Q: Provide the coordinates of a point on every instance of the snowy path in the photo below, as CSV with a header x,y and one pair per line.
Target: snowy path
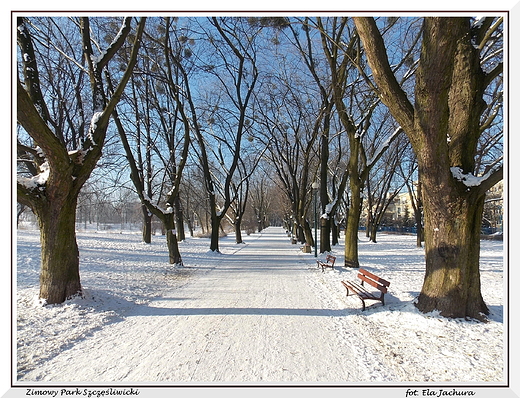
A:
x,y
285,332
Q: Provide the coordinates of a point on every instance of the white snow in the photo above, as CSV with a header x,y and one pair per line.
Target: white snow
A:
x,y
260,313
37,180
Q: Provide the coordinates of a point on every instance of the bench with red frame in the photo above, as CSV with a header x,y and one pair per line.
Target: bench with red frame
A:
x,y
330,260
362,292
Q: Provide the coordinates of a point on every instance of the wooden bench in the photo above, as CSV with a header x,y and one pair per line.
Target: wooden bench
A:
x,y
330,260
361,290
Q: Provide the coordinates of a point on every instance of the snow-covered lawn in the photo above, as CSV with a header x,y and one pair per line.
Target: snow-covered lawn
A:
x,y
257,313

§ Exercise requirements:
Write out, exactly as shown, only the lines running from the one that contains "Target: wooden bench" to the last line above.

§ Problem solution:
Target: wooden bench
A:
x,y
330,260
361,290
Q: Provide the coordinates of a point on every instance of the snow-covered lawn in the photo above, as CSV with a header x,y and one pair per line.
Target: snow-covered lawn
A:
x,y
257,313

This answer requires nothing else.